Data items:
■ ■ ■ ■ ■ ■ ■

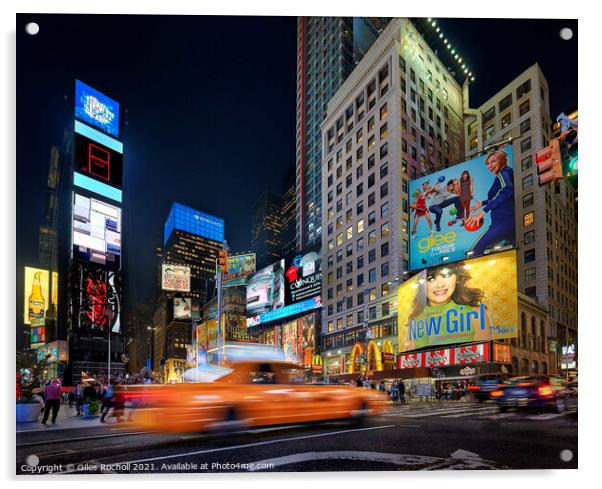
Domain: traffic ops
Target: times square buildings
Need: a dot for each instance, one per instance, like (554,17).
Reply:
(401,115)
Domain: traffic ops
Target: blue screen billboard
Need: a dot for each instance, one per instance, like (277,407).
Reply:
(96,109)
(463,211)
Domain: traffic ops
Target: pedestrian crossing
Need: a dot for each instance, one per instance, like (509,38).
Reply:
(485,411)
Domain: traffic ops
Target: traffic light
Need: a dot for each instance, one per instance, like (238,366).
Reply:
(222,260)
(569,152)
(549,163)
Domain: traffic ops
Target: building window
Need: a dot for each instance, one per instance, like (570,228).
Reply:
(525,126)
(529,275)
(505,103)
(384,250)
(529,256)
(529,237)
(524,108)
(524,89)
(372,275)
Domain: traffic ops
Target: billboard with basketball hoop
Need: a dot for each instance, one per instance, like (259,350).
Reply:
(463,302)
(463,211)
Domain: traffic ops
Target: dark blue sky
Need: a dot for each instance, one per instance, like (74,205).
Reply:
(210,108)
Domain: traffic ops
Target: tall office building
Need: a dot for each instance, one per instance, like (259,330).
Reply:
(266,229)
(546,225)
(328,48)
(397,116)
(193,238)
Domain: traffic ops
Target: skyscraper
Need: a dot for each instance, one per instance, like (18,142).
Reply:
(546,224)
(397,116)
(328,48)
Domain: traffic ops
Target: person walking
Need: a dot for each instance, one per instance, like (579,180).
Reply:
(52,396)
(402,392)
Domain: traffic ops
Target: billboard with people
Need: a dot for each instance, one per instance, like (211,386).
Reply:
(462,302)
(463,211)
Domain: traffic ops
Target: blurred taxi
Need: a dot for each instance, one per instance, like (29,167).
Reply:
(542,392)
(254,393)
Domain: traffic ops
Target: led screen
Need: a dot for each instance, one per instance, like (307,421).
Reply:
(96,231)
(97,160)
(96,109)
(463,211)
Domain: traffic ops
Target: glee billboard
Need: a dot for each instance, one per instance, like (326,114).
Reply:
(466,210)
(467,301)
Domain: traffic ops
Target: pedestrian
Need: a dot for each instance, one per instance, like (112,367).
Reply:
(52,396)
(107,400)
(402,392)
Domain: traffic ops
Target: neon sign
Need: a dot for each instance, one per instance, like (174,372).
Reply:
(96,109)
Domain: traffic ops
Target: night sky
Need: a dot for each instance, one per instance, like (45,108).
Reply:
(211,108)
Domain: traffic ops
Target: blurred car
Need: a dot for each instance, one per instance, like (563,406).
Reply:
(482,386)
(252,394)
(541,392)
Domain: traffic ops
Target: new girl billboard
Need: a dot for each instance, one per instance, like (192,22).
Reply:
(466,210)
(462,302)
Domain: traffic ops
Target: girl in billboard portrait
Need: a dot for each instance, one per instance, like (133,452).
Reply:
(466,194)
(499,204)
(420,208)
(446,288)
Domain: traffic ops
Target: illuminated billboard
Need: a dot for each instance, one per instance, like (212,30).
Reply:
(175,277)
(97,160)
(265,289)
(36,296)
(194,222)
(96,109)
(96,231)
(466,210)
(239,268)
(303,276)
(182,308)
(467,301)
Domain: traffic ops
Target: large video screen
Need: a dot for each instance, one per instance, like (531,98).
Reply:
(96,109)
(96,231)
(303,276)
(463,211)
(97,160)
(265,289)
(467,301)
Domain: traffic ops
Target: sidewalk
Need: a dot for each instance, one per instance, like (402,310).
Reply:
(66,419)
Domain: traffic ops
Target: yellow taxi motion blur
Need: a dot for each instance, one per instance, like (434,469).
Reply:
(253,393)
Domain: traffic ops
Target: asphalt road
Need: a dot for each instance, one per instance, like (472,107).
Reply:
(416,437)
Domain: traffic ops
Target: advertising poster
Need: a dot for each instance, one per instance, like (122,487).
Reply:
(96,231)
(96,109)
(175,277)
(265,289)
(303,276)
(466,210)
(182,308)
(240,267)
(463,302)
(36,296)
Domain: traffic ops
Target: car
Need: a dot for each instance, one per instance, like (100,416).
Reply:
(253,394)
(482,387)
(536,392)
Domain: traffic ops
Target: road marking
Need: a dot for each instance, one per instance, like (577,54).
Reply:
(80,438)
(269,442)
(391,458)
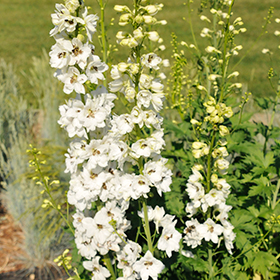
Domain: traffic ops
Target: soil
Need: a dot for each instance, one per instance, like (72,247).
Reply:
(12,255)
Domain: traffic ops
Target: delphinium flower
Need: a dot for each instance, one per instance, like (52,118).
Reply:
(207,188)
(138,80)
(113,159)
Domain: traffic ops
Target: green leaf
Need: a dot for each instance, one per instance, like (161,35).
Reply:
(263,102)
(263,262)
(268,159)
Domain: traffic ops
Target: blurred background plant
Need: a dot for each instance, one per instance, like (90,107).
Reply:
(21,124)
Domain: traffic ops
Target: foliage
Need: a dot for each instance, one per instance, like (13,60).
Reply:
(21,125)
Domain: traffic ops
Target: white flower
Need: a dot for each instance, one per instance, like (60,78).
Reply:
(72,5)
(169,240)
(99,272)
(90,22)
(60,54)
(193,235)
(210,231)
(63,20)
(148,266)
(79,53)
(95,69)
(73,80)
(151,60)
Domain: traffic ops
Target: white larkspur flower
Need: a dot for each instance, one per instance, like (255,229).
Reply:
(73,80)
(99,272)
(63,20)
(151,60)
(170,239)
(90,22)
(60,54)
(210,231)
(79,53)
(148,266)
(95,69)
(193,236)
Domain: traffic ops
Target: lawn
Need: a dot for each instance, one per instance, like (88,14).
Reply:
(26,24)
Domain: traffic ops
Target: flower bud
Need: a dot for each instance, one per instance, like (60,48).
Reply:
(149,20)
(151,9)
(153,36)
(139,19)
(121,8)
(124,42)
(138,34)
(134,68)
(122,66)
(214,178)
(223,130)
(132,43)
(124,19)
(130,94)
(72,5)
(198,145)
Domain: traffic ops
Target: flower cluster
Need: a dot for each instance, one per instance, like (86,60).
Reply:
(206,190)
(113,159)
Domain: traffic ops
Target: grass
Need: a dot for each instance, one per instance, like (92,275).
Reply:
(25,26)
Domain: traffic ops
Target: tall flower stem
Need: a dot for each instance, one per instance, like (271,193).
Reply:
(147,227)
(103,38)
(209,161)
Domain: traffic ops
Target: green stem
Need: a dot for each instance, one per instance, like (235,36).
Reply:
(147,227)
(209,161)
(275,195)
(210,264)
(54,204)
(191,26)
(103,38)
(225,61)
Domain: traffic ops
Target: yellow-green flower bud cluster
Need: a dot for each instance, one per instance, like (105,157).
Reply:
(144,16)
(217,112)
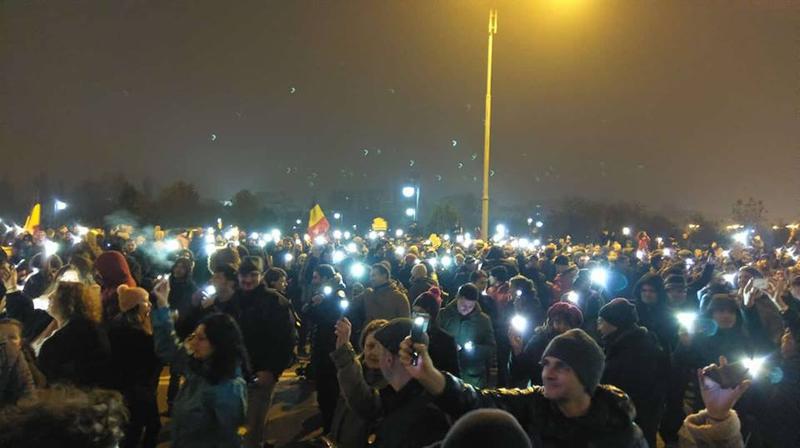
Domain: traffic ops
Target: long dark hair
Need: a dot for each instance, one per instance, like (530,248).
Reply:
(229,351)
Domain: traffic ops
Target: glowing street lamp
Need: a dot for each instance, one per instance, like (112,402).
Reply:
(60,205)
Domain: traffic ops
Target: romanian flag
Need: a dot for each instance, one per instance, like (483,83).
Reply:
(317,223)
(34,220)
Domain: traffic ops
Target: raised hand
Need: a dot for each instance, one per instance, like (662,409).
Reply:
(719,401)
(343,331)
(161,291)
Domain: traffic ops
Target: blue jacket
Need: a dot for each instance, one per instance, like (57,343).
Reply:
(203,414)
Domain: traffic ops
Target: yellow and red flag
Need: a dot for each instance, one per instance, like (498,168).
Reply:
(34,220)
(317,223)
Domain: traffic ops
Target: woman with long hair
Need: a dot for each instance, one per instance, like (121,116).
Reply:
(358,374)
(78,352)
(135,365)
(210,406)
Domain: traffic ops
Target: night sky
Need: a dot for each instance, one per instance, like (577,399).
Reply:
(684,103)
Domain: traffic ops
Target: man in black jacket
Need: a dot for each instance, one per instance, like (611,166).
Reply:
(267,325)
(407,415)
(635,362)
(570,409)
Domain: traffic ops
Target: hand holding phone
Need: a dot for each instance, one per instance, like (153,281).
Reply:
(419,329)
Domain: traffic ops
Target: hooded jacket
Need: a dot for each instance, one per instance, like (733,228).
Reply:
(383,302)
(608,423)
(635,362)
(267,325)
(656,317)
(204,415)
(114,271)
(475,327)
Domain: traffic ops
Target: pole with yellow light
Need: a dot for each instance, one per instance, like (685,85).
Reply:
(487,129)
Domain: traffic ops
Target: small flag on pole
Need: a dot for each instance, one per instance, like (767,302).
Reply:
(317,223)
(34,220)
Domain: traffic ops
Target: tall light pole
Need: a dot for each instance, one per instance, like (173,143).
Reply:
(487,132)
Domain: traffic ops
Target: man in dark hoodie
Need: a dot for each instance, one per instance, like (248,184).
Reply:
(267,325)
(635,363)
(651,306)
(571,409)
(442,347)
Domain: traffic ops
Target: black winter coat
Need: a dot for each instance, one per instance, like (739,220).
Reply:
(636,363)
(134,365)
(267,325)
(443,350)
(609,422)
(408,419)
(78,353)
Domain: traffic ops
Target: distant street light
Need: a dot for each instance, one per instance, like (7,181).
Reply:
(60,205)
(412,192)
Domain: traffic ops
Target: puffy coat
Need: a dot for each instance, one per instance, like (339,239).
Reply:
(204,415)
(476,327)
(608,423)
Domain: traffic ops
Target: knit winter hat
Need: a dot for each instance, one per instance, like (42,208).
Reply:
(675,282)
(567,311)
(392,334)
(430,301)
(578,350)
(620,313)
(251,264)
(130,297)
(486,427)
(722,302)
(469,292)
(561,260)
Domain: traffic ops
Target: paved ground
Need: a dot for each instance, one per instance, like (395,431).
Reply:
(293,416)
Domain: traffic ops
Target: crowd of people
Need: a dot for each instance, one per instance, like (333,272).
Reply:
(408,341)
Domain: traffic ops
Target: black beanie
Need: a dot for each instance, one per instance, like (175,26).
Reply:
(486,427)
(620,313)
(469,292)
(578,350)
(392,334)
(251,264)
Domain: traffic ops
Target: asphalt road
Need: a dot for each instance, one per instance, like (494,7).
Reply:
(293,416)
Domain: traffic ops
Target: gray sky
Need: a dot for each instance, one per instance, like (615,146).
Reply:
(685,103)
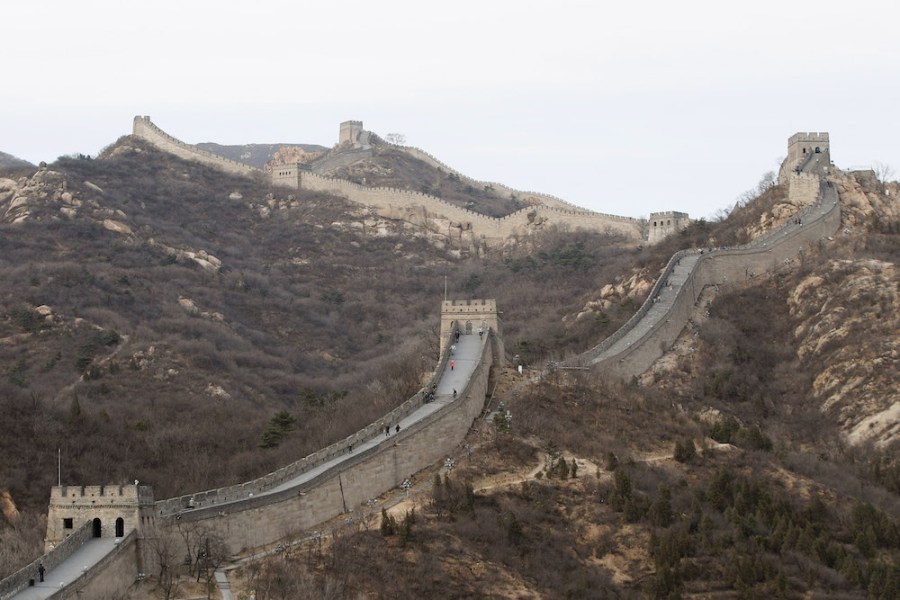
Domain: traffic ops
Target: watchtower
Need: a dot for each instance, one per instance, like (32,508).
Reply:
(804,147)
(469,317)
(663,224)
(113,510)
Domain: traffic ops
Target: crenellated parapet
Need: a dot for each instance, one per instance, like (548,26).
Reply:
(112,510)
(415,207)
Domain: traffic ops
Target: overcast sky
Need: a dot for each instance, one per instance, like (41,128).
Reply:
(623,108)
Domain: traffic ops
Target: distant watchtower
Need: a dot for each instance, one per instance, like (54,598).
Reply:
(350,133)
(663,224)
(803,149)
(469,316)
(113,510)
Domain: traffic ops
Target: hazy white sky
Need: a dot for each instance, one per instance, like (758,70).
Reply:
(624,108)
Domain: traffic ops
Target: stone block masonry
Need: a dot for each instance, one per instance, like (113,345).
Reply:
(465,226)
(721,267)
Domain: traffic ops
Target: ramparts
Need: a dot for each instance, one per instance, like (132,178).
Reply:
(420,209)
(146,130)
(19,580)
(725,266)
(251,520)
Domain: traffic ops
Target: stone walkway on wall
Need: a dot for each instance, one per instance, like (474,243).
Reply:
(81,560)
(466,358)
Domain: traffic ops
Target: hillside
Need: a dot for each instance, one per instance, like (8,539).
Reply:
(190,329)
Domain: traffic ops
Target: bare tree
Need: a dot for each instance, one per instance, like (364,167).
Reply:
(163,542)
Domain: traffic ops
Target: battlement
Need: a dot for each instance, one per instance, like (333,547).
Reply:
(350,133)
(101,492)
(468,317)
(806,149)
(113,510)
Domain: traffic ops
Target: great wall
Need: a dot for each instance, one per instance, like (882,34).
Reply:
(468,228)
(341,479)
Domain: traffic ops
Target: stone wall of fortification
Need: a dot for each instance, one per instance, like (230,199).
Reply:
(19,580)
(258,520)
(499,188)
(803,188)
(722,267)
(417,208)
(146,130)
(109,578)
(85,503)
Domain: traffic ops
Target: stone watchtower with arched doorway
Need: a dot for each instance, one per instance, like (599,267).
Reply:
(112,510)
(469,316)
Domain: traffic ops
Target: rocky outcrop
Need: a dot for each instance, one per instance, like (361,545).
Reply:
(849,318)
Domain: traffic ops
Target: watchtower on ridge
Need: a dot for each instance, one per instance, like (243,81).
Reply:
(113,510)
(469,316)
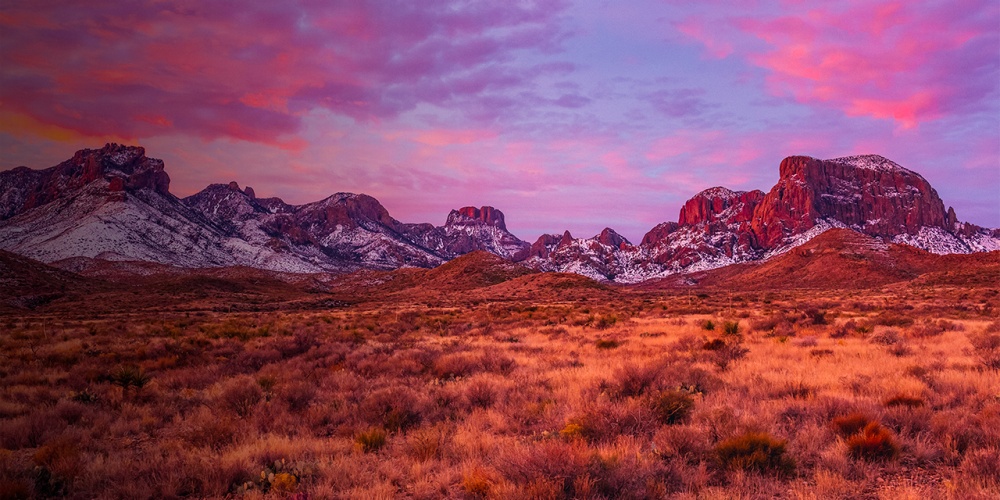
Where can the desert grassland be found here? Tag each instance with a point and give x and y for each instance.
(892, 394)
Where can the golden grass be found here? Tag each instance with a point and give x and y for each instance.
(511, 400)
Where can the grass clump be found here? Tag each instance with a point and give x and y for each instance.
(847, 425)
(371, 440)
(606, 344)
(904, 400)
(672, 407)
(872, 443)
(755, 452)
(731, 328)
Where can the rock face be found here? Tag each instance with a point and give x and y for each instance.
(469, 229)
(125, 168)
(869, 193)
(114, 203)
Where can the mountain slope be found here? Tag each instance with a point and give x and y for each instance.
(114, 203)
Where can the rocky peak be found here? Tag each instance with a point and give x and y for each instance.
(543, 246)
(869, 193)
(714, 203)
(566, 240)
(659, 233)
(609, 237)
(124, 168)
(487, 215)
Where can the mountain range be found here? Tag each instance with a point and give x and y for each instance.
(114, 204)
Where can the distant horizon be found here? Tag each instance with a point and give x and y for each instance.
(507, 219)
(575, 115)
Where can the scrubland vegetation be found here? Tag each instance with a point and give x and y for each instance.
(714, 395)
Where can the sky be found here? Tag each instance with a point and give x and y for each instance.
(562, 114)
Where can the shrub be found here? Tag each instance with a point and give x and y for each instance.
(481, 393)
(850, 424)
(714, 345)
(886, 337)
(987, 347)
(606, 344)
(572, 430)
(284, 482)
(809, 341)
(394, 408)
(756, 452)
(241, 395)
(731, 328)
(632, 380)
(729, 352)
(927, 329)
(606, 321)
(129, 376)
(903, 400)
(817, 316)
(873, 443)
(672, 407)
(371, 440)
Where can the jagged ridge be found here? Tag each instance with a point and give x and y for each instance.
(114, 203)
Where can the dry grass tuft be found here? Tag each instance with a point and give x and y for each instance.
(755, 452)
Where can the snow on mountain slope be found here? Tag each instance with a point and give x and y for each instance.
(151, 227)
(113, 203)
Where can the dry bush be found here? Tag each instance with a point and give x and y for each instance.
(810, 341)
(297, 395)
(987, 348)
(633, 379)
(886, 336)
(603, 421)
(241, 395)
(850, 424)
(672, 407)
(872, 443)
(606, 344)
(371, 440)
(755, 452)
(393, 408)
(905, 400)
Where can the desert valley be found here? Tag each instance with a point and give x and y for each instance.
(836, 337)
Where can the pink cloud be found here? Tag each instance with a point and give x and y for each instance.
(251, 71)
(902, 61)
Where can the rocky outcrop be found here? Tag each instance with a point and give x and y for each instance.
(487, 215)
(123, 168)
(869, 193)
(114, 203)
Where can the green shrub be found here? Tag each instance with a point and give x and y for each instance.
(755, 452)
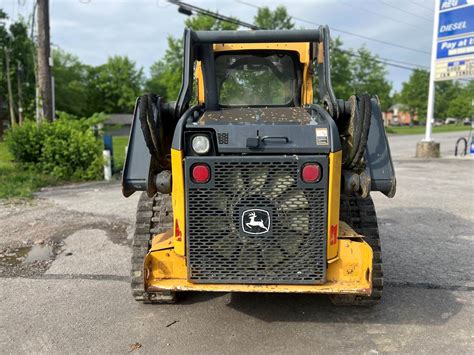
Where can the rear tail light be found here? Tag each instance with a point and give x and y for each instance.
(200, 173)
(311, 172)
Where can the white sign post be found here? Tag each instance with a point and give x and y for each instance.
(452, 57)
(431, 92)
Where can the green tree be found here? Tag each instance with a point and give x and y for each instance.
(273, 20)
(414, 93)
(341, 74)
(16, 41)
(369, 76)
(72, 84)
(115, 85)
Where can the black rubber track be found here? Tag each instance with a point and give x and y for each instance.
(154, 216)
(359, 213)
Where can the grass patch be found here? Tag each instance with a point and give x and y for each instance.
(16, 182)
(422, 129)
(119, 143)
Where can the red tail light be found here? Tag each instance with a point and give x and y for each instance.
(311, 172)
(201, 173)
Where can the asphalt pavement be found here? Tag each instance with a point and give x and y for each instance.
(80, 301)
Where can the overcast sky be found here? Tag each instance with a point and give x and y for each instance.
(97, 29)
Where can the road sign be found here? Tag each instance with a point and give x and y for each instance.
(456, 21)
(452, 50)
(455, 40)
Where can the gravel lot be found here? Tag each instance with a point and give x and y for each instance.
(75, 297)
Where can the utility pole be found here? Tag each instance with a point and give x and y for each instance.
(43, 55)
(9, 86)
(20, 98)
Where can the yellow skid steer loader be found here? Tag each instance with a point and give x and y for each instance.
(251, 182)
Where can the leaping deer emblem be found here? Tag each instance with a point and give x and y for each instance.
(255, 223)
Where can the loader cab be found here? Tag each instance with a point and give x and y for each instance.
(277, 75)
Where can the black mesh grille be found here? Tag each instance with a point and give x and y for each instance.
(221, 250)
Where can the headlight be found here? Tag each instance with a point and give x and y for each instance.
(201, 144)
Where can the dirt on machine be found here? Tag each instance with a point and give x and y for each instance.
(257, 178)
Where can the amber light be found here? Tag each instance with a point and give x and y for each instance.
(201, 173)
(311, 172)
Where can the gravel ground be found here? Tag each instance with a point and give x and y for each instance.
(77, 299)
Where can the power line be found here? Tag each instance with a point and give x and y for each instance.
(364, 9)
(187, 9)
(423, 7)
(404, 11)
(349, 33)
(385, 61)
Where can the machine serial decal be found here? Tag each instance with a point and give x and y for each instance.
(322, 136)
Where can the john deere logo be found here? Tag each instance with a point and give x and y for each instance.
(255, 221)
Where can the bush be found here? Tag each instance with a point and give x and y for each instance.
(66, 148)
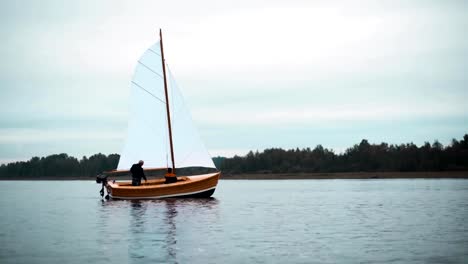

■ ■ ■ ■ ■ ■ ■

> **YOUR ASSIGNMENT**: Each line of the data in which the string "stem" appears needs to be copied.

> **SOLUTION FOR THIS TASK**:
Target: tall flower stem
Target: green stem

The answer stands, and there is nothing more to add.